__Work instructions__. Leaving out all pictures, repeat exactly the lines from the one that holds "If you could mark the distant" to the last line of the entries below.

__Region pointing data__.
====

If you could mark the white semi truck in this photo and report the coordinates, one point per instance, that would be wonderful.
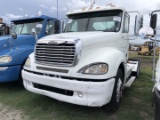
(88, 64)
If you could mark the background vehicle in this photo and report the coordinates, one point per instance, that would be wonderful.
(153, 33)
(4, 28)
(88, 64)
(147, 49)
(15, 49)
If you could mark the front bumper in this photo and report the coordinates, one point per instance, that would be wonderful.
(84, 93)
(11, 73)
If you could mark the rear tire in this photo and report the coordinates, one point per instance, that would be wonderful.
(117, 93)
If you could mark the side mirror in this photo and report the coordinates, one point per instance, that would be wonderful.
(7, 30)
(138, 24)
(153, 21)
(59, 25)
(14, 35)
(34, 33)
(146, 32)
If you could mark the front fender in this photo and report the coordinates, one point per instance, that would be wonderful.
(111, 56)
(18, 55)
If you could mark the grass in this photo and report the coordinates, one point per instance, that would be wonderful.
(136, 103)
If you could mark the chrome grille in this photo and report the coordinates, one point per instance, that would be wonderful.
(55, 54)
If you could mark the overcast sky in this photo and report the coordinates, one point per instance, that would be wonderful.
(12, 9)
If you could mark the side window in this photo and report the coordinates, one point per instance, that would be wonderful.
(126, 24)
(50, 27)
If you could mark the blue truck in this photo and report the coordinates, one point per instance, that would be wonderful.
(15, 48)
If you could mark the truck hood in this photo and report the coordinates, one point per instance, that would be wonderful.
(89, 39)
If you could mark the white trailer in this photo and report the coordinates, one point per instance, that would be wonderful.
(88, 64)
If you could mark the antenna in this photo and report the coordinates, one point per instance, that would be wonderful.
(57, 9)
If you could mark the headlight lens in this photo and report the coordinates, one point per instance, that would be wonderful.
(27, 63)
(97, 69)
(5, 59)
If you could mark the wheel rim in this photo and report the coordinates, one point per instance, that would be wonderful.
(119, 90)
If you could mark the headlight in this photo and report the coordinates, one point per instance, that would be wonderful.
(5, 59)
(96, 69)
(27, 63)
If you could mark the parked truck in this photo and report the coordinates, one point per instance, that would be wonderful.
(153, 33)
(147, 49)
(4, 28)
(88, 64)
(15, 48)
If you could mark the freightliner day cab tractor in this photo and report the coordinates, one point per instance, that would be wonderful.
(15, 48)
(153, 32)
(88, 64)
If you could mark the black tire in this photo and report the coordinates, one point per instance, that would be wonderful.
(117, 93)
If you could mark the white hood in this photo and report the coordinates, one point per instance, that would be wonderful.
(89, 39)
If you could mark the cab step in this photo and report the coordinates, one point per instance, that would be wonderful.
(130, 81)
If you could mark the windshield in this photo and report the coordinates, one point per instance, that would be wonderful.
(107, 21)
(25, 27)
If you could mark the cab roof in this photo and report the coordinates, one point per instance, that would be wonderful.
(96, 9)
(32, 18)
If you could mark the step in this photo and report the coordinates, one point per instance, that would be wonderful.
(130, 81)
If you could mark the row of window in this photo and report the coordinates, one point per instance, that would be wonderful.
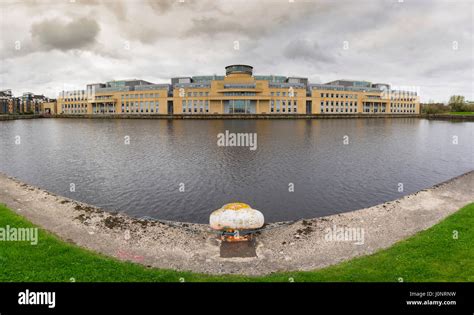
(412, 111)
(74, 111)
(140, 96)
(337, 95)
(402, 105)
(404, 99)
(195, 94)
(337, 103)
(75, 105)
(338, 110)
(195, 106)
(289, 93)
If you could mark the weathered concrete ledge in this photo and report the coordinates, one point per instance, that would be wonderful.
(448, 117)
(14, 117)
(235, 116)
(300, 245)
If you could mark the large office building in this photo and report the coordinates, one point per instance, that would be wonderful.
(238, 92)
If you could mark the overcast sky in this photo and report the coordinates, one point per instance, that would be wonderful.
(53, 45)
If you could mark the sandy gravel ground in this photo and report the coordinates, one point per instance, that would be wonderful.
(302, 245)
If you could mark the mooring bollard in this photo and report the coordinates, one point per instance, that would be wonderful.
(235, 220)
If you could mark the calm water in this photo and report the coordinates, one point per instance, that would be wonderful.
(144, 177)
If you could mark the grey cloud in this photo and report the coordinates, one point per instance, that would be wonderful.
(56, 34)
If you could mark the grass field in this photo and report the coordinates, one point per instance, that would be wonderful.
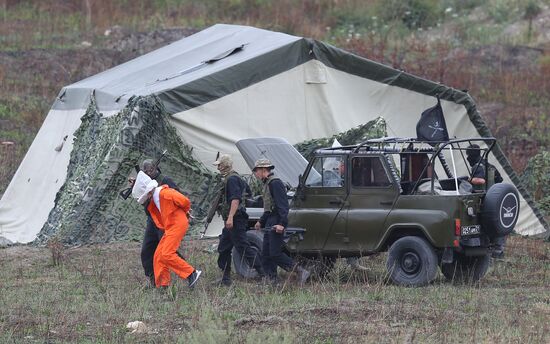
(92, 292)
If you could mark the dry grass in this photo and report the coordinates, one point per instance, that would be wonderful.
(99, 289)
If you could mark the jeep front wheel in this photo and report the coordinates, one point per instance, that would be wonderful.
(466, 269)
(411, 262)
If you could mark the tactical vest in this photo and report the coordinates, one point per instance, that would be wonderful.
(226, 206)
(159, 178)
(267, 198)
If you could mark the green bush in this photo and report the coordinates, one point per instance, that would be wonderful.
(414, 13)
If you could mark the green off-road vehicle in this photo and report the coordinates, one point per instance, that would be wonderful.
(413, 199)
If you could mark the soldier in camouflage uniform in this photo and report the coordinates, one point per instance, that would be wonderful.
(235, 218)
(274, 221)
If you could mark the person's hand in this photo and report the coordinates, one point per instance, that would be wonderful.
(279, 229)
(229, 223)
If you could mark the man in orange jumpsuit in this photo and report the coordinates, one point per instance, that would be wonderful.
(169, 210)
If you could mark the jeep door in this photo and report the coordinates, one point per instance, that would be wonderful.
(373, 193)
(318, 206)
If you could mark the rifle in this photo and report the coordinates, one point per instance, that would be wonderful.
(213, 206)
(212, 210)
(128, 191)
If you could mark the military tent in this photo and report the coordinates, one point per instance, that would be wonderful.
(199, 96)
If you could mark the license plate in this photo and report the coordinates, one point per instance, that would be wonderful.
(470, 230)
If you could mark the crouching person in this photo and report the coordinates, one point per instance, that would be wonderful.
(275, 220)
(169, 210)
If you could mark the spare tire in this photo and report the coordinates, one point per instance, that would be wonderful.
(500, 210)
(255, 238)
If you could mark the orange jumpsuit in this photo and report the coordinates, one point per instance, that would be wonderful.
(172, 219)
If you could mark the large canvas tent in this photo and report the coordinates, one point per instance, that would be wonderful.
(220, 85)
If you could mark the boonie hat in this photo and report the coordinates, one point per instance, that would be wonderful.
(224, 160)
(263, 163)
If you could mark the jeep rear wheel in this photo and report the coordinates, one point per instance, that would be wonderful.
(500, 209)
(241, 265)
(466, 269)
(411, 262)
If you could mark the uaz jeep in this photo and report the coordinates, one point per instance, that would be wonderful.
(413, 199)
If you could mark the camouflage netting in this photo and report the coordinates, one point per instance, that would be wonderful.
(88, 208)
(537, 178)
(370, 130)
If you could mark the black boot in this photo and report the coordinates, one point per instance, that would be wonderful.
(303, 274)
(225, 280)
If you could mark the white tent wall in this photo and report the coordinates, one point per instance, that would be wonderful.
(291, 106)
(30, 196)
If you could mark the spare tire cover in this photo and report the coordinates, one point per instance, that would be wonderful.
(500, 209)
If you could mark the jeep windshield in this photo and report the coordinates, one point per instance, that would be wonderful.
(418, 167)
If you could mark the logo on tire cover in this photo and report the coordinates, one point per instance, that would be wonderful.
(508, 210)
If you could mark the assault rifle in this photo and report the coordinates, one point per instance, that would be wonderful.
(213, 207)
(128, 191)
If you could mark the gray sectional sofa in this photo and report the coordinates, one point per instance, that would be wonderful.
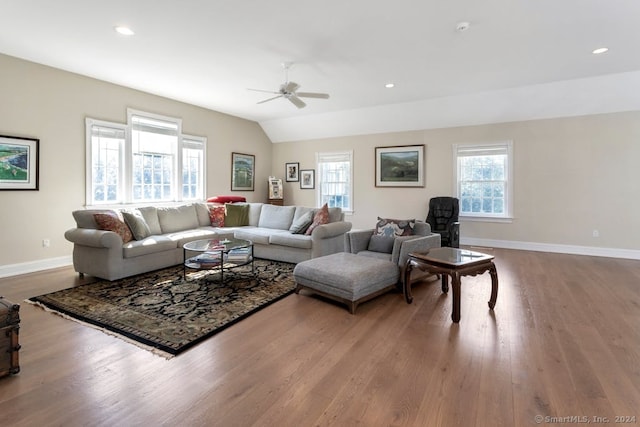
(104, 254)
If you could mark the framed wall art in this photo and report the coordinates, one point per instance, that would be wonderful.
(292, 172)
(19, 163)
(242, 171)
(400, 166)
(307, 178)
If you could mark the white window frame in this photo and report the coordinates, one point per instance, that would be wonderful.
(126, 162)
(320, 158)
(89, 124)
(461, 150)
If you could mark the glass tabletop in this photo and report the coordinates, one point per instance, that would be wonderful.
(207, 245)
(452, 256)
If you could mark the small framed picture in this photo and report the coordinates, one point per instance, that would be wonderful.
(307, 178)
(400, 166)
(292, 172)
(19, 163)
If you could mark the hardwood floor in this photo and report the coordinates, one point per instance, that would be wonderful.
(564, 341)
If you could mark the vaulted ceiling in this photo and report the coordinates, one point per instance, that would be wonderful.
(452, 62)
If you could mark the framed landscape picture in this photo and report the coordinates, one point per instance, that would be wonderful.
(19, 163)
(242, 171)
(307, 178)
(400, 166)
(292, 172)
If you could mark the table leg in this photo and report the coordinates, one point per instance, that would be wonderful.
(406, 283)
(494, 286)
(445, 283)
(455, 287)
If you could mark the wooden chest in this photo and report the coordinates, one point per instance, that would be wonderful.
(9, 346)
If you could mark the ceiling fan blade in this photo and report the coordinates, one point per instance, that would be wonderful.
(312, 95)
(290, 87)
(296, 101)
(260, 90)
(270, 99)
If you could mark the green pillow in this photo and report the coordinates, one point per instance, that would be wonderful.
(236, 215)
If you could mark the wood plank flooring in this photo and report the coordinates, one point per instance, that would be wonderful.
(563, 341)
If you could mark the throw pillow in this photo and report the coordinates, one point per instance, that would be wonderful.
(112, 222)
(382, 244)
(300, 225)
(236, 215)
(321, 217)
(395, 227)
(216, 215)
(137, 224)
(226, 199)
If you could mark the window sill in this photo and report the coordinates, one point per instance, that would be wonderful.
(506, 220)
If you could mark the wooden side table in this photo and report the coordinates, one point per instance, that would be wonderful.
(452, 262)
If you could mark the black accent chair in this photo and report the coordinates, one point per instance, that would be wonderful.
(443, 218)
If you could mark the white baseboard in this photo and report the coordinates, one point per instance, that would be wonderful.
(33, 266)
(554, 248)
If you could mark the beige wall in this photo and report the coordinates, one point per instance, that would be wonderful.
(49, 104)
(572, 175)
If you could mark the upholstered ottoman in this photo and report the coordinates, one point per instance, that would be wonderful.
(346, 277)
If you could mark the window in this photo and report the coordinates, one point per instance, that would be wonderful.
(484, 181)
(335, 179)
(105, 157)
(147, 161)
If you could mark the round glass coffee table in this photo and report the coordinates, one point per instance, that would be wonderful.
(217, 254)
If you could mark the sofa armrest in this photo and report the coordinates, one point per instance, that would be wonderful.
(332, 229)
(403, 246)
(357, 240)
(94, 238)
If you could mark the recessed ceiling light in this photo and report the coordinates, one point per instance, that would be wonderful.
(462, 26)
(125, 31)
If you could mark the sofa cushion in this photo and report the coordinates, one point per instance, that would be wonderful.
(321, 217)
(85, 217)
(202, 212)
(257, 235)
(136, 223)
(335, 214)
(292, 240)
(395, 227)
(236, 215)
(382, 244)
(150, 245)
(111, 221)
(177, 218)
(150, 215)
(277, 217)
(300, 225)
(255, 209)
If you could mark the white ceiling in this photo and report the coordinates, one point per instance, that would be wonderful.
(518, 59)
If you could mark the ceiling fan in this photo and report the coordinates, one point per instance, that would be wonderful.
(288, 90)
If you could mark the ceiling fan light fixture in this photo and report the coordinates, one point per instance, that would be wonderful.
(125, 31)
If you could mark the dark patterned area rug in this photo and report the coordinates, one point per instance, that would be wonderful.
(163, 311)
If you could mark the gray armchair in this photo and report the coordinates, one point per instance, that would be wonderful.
(365, 243)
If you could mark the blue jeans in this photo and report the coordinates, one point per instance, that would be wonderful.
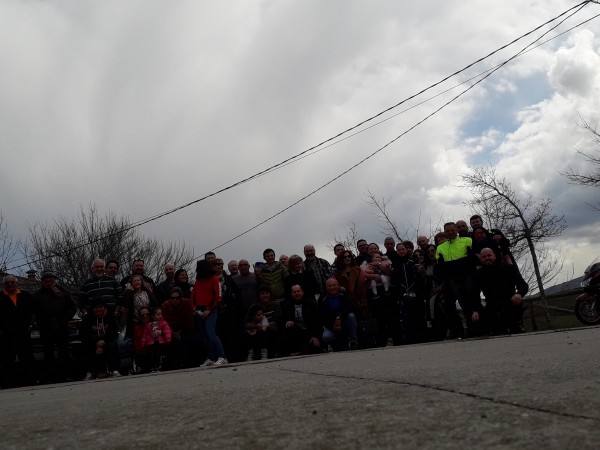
(212, 343)
(337, 340)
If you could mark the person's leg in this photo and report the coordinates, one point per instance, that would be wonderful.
(386, 283)
(211, 332)
(351, 329)
(329, 337)
(208, 348)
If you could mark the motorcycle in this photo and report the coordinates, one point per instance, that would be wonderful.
(587, 305)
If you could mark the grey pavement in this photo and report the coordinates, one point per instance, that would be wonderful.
(539, 390)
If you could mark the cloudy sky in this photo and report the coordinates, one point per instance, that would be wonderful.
(141, 106)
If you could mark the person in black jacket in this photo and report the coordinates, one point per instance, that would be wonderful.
(302, 324)
(54, 308)
(338, 318)
(99, 331)
(16, 310)
(504, 289)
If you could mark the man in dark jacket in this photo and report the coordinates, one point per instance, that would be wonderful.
(99, 331)
(16, 309)
(54, 308)
(100, 286)
(302, 325)
(504, 289)
(338, 318)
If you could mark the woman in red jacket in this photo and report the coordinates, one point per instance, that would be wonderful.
(157, 335)
(205, 298)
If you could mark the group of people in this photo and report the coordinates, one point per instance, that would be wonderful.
(285, 306)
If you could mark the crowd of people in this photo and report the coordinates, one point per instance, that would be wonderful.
(465, 283)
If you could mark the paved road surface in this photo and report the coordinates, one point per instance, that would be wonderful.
(528, 391)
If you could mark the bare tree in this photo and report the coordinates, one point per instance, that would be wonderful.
(527, 222)
(389, 226)
(8, 247)
(590, 178)
(70, 245)
(348, 239)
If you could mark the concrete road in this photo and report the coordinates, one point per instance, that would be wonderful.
(528, 391)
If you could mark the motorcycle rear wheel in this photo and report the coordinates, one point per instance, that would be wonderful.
(587, 309)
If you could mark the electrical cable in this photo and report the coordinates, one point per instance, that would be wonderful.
(337, 177)
(297, 156)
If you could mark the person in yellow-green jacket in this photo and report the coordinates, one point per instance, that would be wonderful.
(457, 267)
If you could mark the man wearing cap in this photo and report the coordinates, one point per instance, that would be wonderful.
(100, 285)
(137, 268)
(16, 310)
(54, 307)
(164, 288)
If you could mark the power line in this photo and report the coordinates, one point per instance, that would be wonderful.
(301, 154)
(337, 177)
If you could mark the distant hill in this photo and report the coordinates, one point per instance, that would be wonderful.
(570, 285)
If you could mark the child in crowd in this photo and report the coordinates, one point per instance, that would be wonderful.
(377, 262)
(157, 334)
(256, 325)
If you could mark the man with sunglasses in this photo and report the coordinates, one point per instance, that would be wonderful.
(16, 310)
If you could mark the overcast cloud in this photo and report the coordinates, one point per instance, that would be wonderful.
(140, 106)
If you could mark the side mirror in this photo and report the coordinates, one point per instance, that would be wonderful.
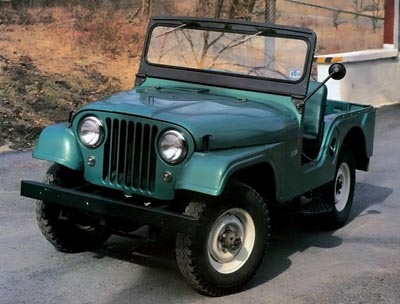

====

__Output of the task__.
If you could mark the distant hill in this photo and report the coordinates, one point per instance, that would be wonderful.
(570, 285)
If you could mark the child in crowd in this photo and report the coordinates, one point per instance, that would be wonderful.
(377, 262)
(157, 334)
(256, 325)
If you could mark the man with sunglasses in this photo and report the coordinates, one point per instance, that would be wonderful.
(16, 310)
If you could mark the overcast cloud in this photo and report the coordinates, one point per instance, that would be wonderful.
(140, 106)
If you could mark the side mirror in this photo and report the coordinates, one point per instance, that would be wonderful.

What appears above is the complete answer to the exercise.